• What the exercise asks:
Can you copy every line of the records below word for word, leaving out the pictures?

• Dataset entries:
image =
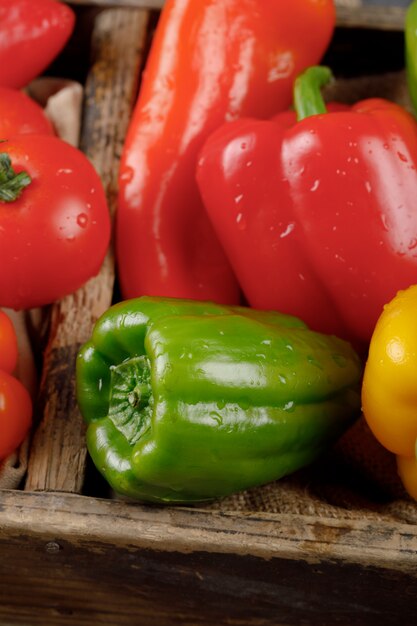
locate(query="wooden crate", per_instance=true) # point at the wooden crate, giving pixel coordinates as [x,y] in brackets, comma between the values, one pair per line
[70,554]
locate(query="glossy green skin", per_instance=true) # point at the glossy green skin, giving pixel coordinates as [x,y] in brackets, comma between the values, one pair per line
[235,397]
[410,34]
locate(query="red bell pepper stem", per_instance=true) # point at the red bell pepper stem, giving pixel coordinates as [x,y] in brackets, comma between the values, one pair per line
[308,99]
[410,33]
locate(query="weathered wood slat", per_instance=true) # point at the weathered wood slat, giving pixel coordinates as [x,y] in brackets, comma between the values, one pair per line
[187,566]
[378,17]
[58,454]
[348,15]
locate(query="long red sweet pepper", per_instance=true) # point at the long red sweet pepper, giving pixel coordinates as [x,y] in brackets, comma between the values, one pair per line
[211,61]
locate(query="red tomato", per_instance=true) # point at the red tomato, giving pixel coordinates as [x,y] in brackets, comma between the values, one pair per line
[15,413]
[32,33]
[8,344]
[20,114]
[55,235]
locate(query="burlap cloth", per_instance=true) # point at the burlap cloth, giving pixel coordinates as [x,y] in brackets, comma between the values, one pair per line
[356,478]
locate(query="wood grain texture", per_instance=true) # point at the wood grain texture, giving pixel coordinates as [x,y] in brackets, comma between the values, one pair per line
[58,454]
[175,566]
[348,14]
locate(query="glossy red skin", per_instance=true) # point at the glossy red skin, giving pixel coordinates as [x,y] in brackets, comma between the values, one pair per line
[15,413]
[33,32]
[318,219]
[211,61]
[8,344]
[19,114]
[55,236]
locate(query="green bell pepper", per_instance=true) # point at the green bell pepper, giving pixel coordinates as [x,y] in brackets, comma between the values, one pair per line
[190,401]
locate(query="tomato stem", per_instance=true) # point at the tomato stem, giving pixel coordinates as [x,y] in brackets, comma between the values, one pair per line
[11,184]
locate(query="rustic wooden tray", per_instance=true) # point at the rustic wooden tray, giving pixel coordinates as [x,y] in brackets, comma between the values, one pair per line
[70,554]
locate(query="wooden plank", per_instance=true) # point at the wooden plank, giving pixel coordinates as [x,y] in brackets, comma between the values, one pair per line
[58,453]
[352,15]
[371,17]
[123,524]
[175,566]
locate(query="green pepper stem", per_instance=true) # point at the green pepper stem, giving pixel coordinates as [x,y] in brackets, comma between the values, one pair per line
[11,184]
[308,99]
[410,34]
[131,399]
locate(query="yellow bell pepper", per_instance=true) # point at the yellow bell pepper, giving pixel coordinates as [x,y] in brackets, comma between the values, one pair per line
[389,390]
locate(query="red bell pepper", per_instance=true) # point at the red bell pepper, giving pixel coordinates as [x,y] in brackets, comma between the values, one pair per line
[211,61]
[318,216]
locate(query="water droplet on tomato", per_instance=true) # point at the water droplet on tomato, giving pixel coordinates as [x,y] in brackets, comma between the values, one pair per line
[82,220]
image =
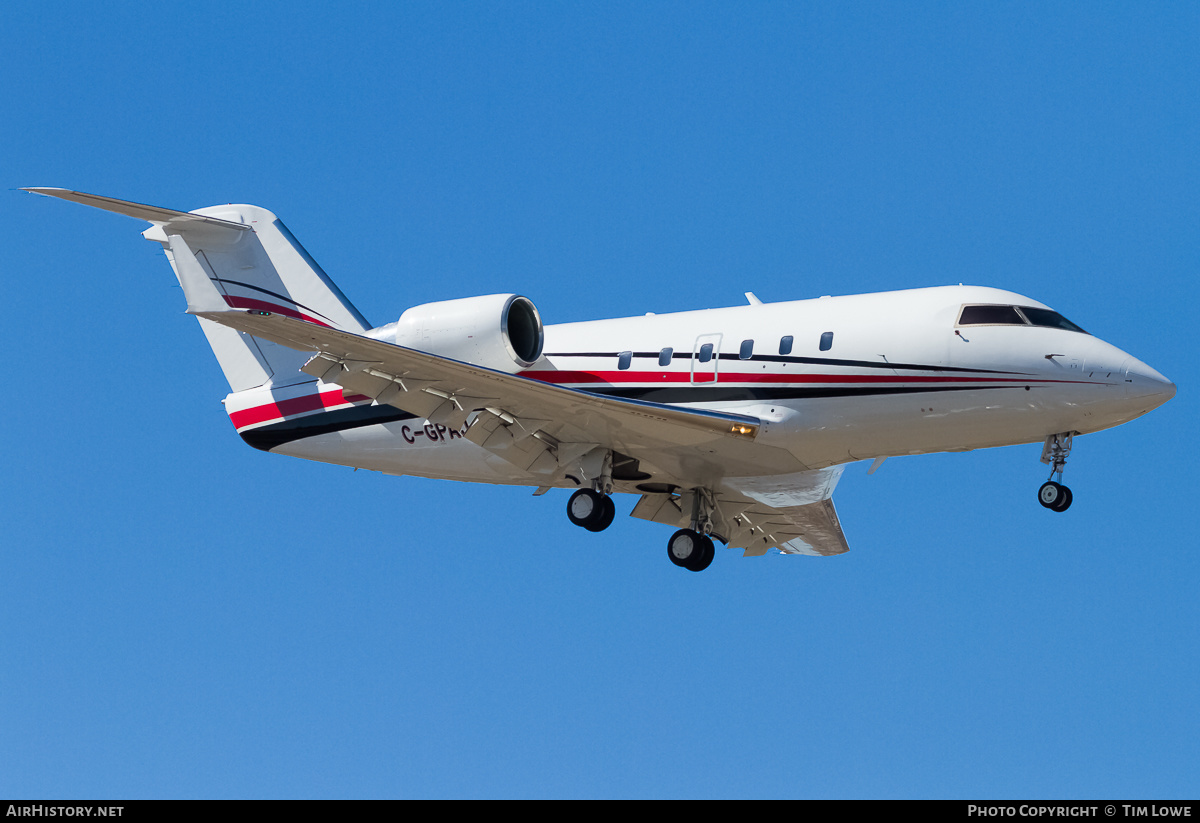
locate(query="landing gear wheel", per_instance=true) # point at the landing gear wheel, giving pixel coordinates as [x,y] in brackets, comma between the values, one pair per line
[604,520]
[1054,496]
[591,510]
[691,551]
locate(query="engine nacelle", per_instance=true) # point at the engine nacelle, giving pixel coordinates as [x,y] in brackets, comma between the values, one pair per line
[501,331]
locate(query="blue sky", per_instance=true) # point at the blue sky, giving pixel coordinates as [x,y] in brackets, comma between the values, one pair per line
[186,617]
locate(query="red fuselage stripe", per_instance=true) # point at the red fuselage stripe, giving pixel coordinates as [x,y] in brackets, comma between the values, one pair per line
[283,408]
[651,378]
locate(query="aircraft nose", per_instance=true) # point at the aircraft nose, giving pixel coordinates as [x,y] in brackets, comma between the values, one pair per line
[1144,383]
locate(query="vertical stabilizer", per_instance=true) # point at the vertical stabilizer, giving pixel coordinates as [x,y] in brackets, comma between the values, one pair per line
[239,257]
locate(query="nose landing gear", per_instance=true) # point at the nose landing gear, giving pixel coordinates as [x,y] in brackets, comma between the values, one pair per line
[1054,496]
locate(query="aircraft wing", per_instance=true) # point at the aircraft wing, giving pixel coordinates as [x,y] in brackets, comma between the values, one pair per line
[543,428]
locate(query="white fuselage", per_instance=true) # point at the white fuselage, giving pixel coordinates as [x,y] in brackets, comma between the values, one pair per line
[863,377]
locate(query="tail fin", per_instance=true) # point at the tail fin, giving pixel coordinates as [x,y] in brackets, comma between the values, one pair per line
[241,257]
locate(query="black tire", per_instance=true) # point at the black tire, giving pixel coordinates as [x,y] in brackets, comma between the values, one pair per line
[1054,496]
[585,508]
[604,516]
[683,547]
[707,552]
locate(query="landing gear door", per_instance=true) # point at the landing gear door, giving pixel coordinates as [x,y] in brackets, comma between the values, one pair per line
[705,359]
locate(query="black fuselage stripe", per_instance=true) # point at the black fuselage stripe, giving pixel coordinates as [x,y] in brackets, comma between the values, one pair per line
[787,359]
[274,294]
[327,422]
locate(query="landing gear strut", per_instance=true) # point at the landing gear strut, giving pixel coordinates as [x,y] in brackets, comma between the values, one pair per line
[1053,494]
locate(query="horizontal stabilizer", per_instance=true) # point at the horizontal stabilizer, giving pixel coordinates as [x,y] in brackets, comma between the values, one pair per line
[175,220]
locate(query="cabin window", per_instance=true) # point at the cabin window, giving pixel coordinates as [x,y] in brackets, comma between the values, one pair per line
[977,316]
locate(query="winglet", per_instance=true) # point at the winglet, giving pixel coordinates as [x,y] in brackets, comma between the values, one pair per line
[174,220]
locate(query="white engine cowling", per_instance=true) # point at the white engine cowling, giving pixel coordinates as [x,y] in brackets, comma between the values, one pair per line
[501,331]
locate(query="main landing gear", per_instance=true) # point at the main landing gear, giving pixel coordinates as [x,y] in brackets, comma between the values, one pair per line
[693,548]
[1054,496]
[690,550]
[591,509]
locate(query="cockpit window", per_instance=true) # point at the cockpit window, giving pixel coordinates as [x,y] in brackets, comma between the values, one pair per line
[1044,317]
[977,316]
[1015,316]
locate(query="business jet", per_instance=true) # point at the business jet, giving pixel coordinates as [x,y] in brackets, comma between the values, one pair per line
[732,425]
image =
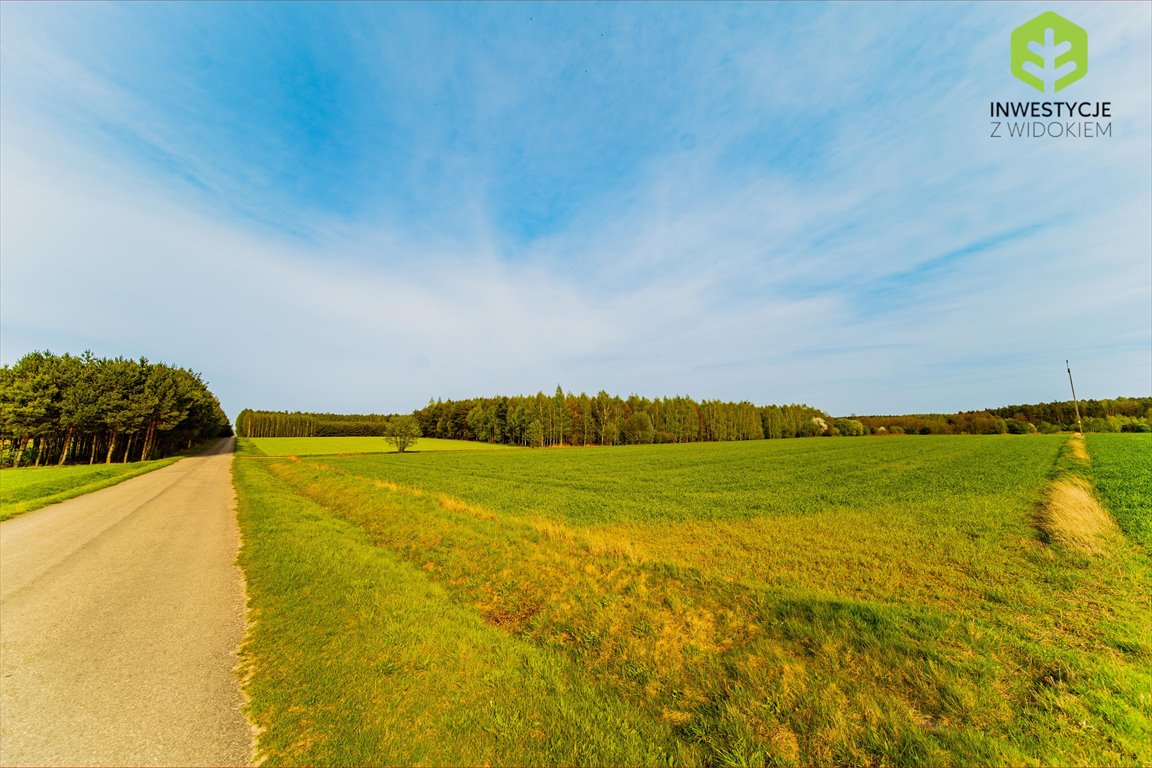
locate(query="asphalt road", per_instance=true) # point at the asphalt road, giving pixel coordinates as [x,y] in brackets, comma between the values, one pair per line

• Response for this exercise:
image =
locate(query="wooden crate", per_instance=true) # point at the wooden crate, giving pixel coordinates as [x,y] in brackets, comma between the values, one pair per line
[70,554]
locate(query="glossy green skin", per_instance=true) # point at the glossy green skin, giving pixel coordinates as [x,y] in brackets, comma between the values, one pair per line
[235,397]
[410,34]
locate(query="red bell pepper stem", per_instance=true) # point at the red bell pepper stem, giving pixel coordinates as [x,y] in brackets, comma between the values, one pair per line
[308,99]
[410,33]
locate(query="weathered wood slat", per_instance=true) # point at the weathered wood slat, giving pixel coordinates as [x,y] in brackets, comma between the values, one pair per line
[187,566]
[378,17]
[58,454]
[348,15]
locate(query="long red sweet pepper", per_instance=true) # point at the long red sweet pepper, giving pixel coordinates as [x,y] in brackets, comma between the values, one pair per line
[211,61]
locate(query="red tomato", per_instance=true) # point at the red tomato, giving pixel coordinates as [x,y] in brackets, comma between the values, one pair per line
[15,413]
[32,33]
[8,344]
[20,114]
[55,235]
locate(query="burlap cloth", per_instance=true) # point at the burlap cloth, giving pixel coordinates as [x,y] in brackets, comma between the values, one pair per line
[356,478]
locate(query="wood grain texture", per_instance=true) # point at the wood grain texture, giving pixel coordinates as [x,y] in brackets, comma between the values, one pair per line
[58,454]
[175,566]
[348,14]
locate(query="glossy red skin", per_instance=true) # point at the glossy red skin, giving pixel coordinates as [x,y] in brackets, comma between the values, one pair per line
[15,413]
[33,32]
[318,219]
[211,61]
[8,344]
[19,114]
[55,236]
locate(query="green bell pepper", per_instance=true) # point at the green bell pepper, giving pixel coordinates as [x,y] in brackets, comma between the values, one pair per line
[190,401]
locate(query="tomato stem", per_instance=true) # point at the tomato stem, giving pixel coordinates as [x,y] in brackets, comma between the values, one pair per line
[11,184]
locate(query="rustic wooden tray", per_instance=true) # point at the rustic wooden tray, giving pixel coordinates as [x,y] in brackets, comma between the values, one pair per line
[70,554]
locate(query="wooden plank", per_instance=true) # point at the wooden plank, giving pixel coordinates as [x,y] in brackets, comma between the values, one pair per line
[58,453]
[352,15]
[371,17]
[123,524]
[175,566]
locate(query="green pepper stem", per_instance=true) # point at the green pepper stem, giving pixel coordinates as [x,y] in brackets, comma between the values, one pair per line
[11,184]
[308,99]
[410,34]
[131,399]
locate(query="yellow bell pepper", per_instance=true) # point at the yellow bell pepper, giving pixel coordinates as [x,y] in brackets, comma between the values, one pair per line
[389,390]
locate(query="red bell pepper", per_instance=true) # point at the red bell pepper, giving pixel coordinates as [x,y] in brackets, comma between the values, one pair per line
[211,61]
[318,216]
locate(query="water droplet on tomato", per_instance=true) # point at the water droplet on tomato, giving pixel coordinates as [x,y] in brackets, comma between the values, one pair per line
[82,220]
image =
locate(query="landing gear wheel", per_instance=true) # point at the landing gear wheel, giving pixel coordinates as [x,y] in brackets, comma between the values, one pair per line
[604,520]
[1054,496]
[591,510]
[691,551]
locate(query="engine nacelle", per_instance=true) # point at the engine nacelle, giving pixel coordinates as [x,y] in brackets, comma between the values, one pair per line
[501,331]
locate(query="blue sky", per_instance=true) # point at the blue sky, giving pixel coordinates as [x,y] in brackets, comma between the values, one pair per line
[186,617]
locate(query="red fuselage stripe", per_instance=true) # point at the red fuselage stripe, giving pixel coordinates as [x,y] in brackets, comma between the values, one pair per line
[283,408]
[651,378]
locate(query="aircraft nose", per_instance=true) # point at the aircraft nose, giving pixel coordinates as [x,y] in brackets, comma between the values, one pair per line
[1144,383]
locate(query="vertical stabilizer", per_instance=true) # point at the vertical stabilizer, giving pixel coordinates as [x,y] in brackets, comma between the values, one pair per line
[239,257]
locate(query="nose landing gear", per_instance=true) # point at the nose landing gear, giving pixel coordinates as [x,y] in brackets, comma between the values, one pair per line
[1054,496]
locate(query="aircraft wing", per_instance=true) # point at the aircraft wing, giving pixel coordinates as [x,y] in brackets, comma between the values, one pair per line
[543,428]
locate(query="white fuselage", per_instance=true) # point at the white fuselage, giving pixel coordinates as [x,y] in brackets, comma between the values, one pair per line
[863,377]
locate(query="tail fin", per_instance=true) # point at the tail fin, giving pixel coordinates as [x,y] in brackets, comma between the values, one pair per line
[241,257]
locate(query="black tire", per_instance=true) # point at the black tire, giving pixel coordinates as [x,y] in brackets, comma between the values, one pair per line
[1054,496]
[585,508]
[604,516]
[683,547]
[707,552]
locate(query="landing gear door", per_instance=true) # point at the landing gear door, giving pixel coordinates as [x,y] in brackets, comma between the values, one pair per line
[705,359]
locate(query="black fuselage stripe", per_instance=true) # point at the black fuselage stripe, giving pixel coordinates as [x,y] in brackets, comma between the values, one pair per line
[787,359]
[274,294]
[327,422]
locate(query="landing gear strut", per_instance=true) # point at the landing gear strut, giving pixel coordinates as [x,y] in brackets, comma between the values, one pair per line
[1053,494]
locate(query="horizontal stabilizer", per_instance=true) # point at the horizontal stabilizer, giving pixel coordinates as [x,y] in brackets, comma between the values, one pair per line
[175,220]
locate(query="cabin window", per_instance=true) # point at the cabin window, giving pixel coordinates as [x,y] in brackets, comma between the values, one pair per line
[977,316]
locate(query="winglet", per_instance=true) # point at the winglet, giving pixel coordinates as [x,y] in brackets, comma between the values, one pair per line
[174,220]
locate(query="white engine cowling", per_instance=true) # point at the white engine cowling, giving pixel coordinates as [x,y] in brackets, comma between the values, one pair per line
[501,331]
locate(query="main landing gear", per_instance=true) # point at the main landing gear, giving pixel coordinates as [x,y] in brackets, comma between the values, one pair per line
[693,548]
[1054,496]
[690,550]
[591,509]
locate(query="cockpit window", per_instance=true) # point at the cockpit window, giving pixel coordinates as [x,y] in brackets, comma between the values, one pair per line
[1044,317]
[977,316]
[1015,316]
locate(query="business jet", per_instance=true) # point at the business jet, giving pixel coordinates as [x,y] in brackets, comma between the values, one pair per line
[732,425]
image =
locate(query="asphalt road", per_instance=true) # point at the asphalt road, giving pixel coordinates as [x,y] in brackets, comma between the values, one pair per line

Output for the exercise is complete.